Des agents de plus en plus exigeants
Si tous les joueurs servent le même discours face caméra, à savoir celui d’une pleine confiance dans le bon fonctionnement des clubs et des instances, les agents, eux, redoublent de prudence lorsqu’ils sont en relation avec des clubs grecs. Les gros clubs (PAOK, AEK, Panathinaïkos et, surtout, l’Olympiakos) sont ceux qui peuvent espérer attirer des joueurs internationaux de bonne facture, et leur garantir une certaine sécurité au niveau financier. Jouant tous l’Europe (sauf l’AEK), ils reçoivent des rentrées d’argent salvatrices, et une exposition médiatique dans le monde entier. Ils sont donc amenés à traiter avec des agents qui disposent, la plupart du temps, d’une multitude d’offres pour leurs protégés.
Ces derniers n’hésitent pas à demander de nombreuses garanties, notamment un contrat en Euro garanti en cas de sortie de la zone euro de la Grèce, versement sur des comptes à l’étranger, paiement dans les temps ou en avance, rupture de contrat facilitée, etc. Difficile ensuite pour les clubs grecs d’espérer faire face à la concurrence : beaucoup de joueurs pistés par ces clubs choisissent de signer ailleurs, par sécurité. Les clubs sont alors contraints de recruter des anciennes gloires, à la recherche d’un dernier gros contrat dans un pays au cadre de vie agréable.
Une situation déjà délicate avant la crise
Avant la crise, le non-versement de salaires dans certains clubs était déjà répandu, et certains étrangers ayant tenté leur chance dans le championnat ont vécu un véritable calvaire, à l’image de l’éphémère colonie francophone de Kavala (Pierre Ducrocq, Frédéric Mendy, Wilson Oruma, Douglão, Djamel Abdoun), ou du court séjour d’Olivier Kapo à Levadiakos, entre matchs truqués et retards de salaire. Les contentieux peuvent s’étendre sur des années, face à des clubs n’hésitant pas à jouer avec les contrats et la Fifa en toute illégalité. Souvent, les joueurs se lassent face à la lenteur des procédures, et préfèrent partir sans avoir touché leur dû. Même en ayant signé des contrats portant sur plusieurs années, beaucoup d’entre eux résilient ou cassent leurs contrats quelques mois seulement après leur arrivée. Les « mauvais » clubs sont identifiés, et très peu de joueurs se risquent à y tenter leur chance. Mais, parfois, certains franchissent le pas, face à un marché du travail qui n’échappe pas, même dans le foot, à la précarité.
Récemment, Éric Tié-Bi a quitté l’Asteras Tripolis (qualifié en Europa League) pour Brest, en ayant très peu joué de la saison, et Laurent Agouazi est revenu en L2 (Tours), après une saison pleine et remarquée à l’Atromitos, en participant même aux play-offs de qualifications pour l’Europe. Là aussi, ce n’est pas forcément lié à cette crise qui s’intensifie, mais plutôt à un championnat qui n’inspire plus beaucoup confiance chez les joueurs, dès lors que l’on évolue dans un club moins stable et réputé. Les joueurs préfèrent retourner dans leurs pays, y compris dans des clubs n’évoluant pas dans l’élite, afin de sortir d’un tumulte qui parfois peut être éprouvant.

==*==

À FAIRE.
a - Réécrivez le passage du texte sur le football grec compris entre « Des agents de » et « pour leurs protégés. », inclus, en y changeant « agents » en « représentants ».
b - Dans le texte sur le football grec, quels joueurs sont cités comme membres de la colonie francophone de Kavala ?

DONNÉES RECUEILLIES.

==*==

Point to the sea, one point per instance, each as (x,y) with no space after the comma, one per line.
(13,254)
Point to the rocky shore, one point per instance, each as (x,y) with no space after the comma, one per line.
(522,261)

==*==

RÉPONSES.
a -
Des représentants de plus en plus exigeants
Si tous les joueurs servent le même discours face caméra, à savoir celui d’une pleine confiance dans le bon fonctionnement des clubs et des instances, les représentants, eux, redoublent de prudence lorsqu’ils sont en relation avec des clubs grecs. Les gros clubs (PAOK, AEK, Panathinaïkos et, surtout, l’Olympiakos) sont ceux qui peuvent espérer attirer des joueurs internationaux de bonne facture, et leur garantir une certaine sécurité au niveau financier. Jouant tous l’Europe (sauf l’AEK), ils reçoivent des rentrées d’argent salvatrices, et une exposition médiatique dans le monde entier. Ils sont donc amenés à traiter avec des représentants qui disposent, la plupart du temps, d’une multitude d’offres pour leurs protégés.

b - Pierre Ducrocq, Frédéric Mendy, Wilson Oruma, Douglão, Djamel Abdoun